# start of AVAILABLE DATA

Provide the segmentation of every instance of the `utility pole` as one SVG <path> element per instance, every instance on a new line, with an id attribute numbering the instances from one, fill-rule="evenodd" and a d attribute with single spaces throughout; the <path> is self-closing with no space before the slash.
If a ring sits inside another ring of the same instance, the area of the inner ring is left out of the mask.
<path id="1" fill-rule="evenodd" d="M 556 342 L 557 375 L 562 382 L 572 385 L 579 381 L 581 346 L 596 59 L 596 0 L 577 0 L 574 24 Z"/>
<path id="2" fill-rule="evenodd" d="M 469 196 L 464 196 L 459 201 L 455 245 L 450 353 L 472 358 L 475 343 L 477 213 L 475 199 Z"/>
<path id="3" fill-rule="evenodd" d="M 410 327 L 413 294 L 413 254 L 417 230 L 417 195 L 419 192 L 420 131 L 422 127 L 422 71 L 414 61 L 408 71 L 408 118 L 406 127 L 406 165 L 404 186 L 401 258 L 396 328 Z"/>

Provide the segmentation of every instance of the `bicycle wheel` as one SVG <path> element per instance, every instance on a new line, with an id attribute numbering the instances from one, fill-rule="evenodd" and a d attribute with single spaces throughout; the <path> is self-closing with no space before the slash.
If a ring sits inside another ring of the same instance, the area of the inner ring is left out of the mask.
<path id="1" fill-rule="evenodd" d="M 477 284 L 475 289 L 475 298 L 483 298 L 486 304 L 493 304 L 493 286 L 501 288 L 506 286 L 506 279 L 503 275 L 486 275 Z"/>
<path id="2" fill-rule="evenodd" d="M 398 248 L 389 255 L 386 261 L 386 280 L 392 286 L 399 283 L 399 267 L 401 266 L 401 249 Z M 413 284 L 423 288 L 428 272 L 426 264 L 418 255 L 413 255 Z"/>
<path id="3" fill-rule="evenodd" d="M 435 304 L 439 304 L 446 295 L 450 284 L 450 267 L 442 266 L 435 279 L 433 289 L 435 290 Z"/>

# end of AVAILABLE DATA

WHAT YOU NEED TO DO »
Please lay out the entries from the first line through the line containing "556 342 L 557", including that line, as a JSON list of strings with one string per line and no blank lines.

COMPLETE RESPONSE »
[
  "Provide the segmentation of every instance of the `utility pole` as one SVG <path> element per instance, every instance on a new line, with an id attribute numbering the instances from one, fill-rule=\"evenodd\" and a d attribute with single spaces throughout; the <path> is self-closing with no space before the slash.",
  "If a ring sits inside another ring of the same instance, the area of the inner ring is left out of the mask.",
  "<path id=\"1\" fill-rule=\"evenodd\" d=\"M 556 342 L 557 375 L 562 382 L 572 385 L 579 381 L 581 346 L 596 59 L 596 0 L 577 0 L 574 24 Z\"/>"
]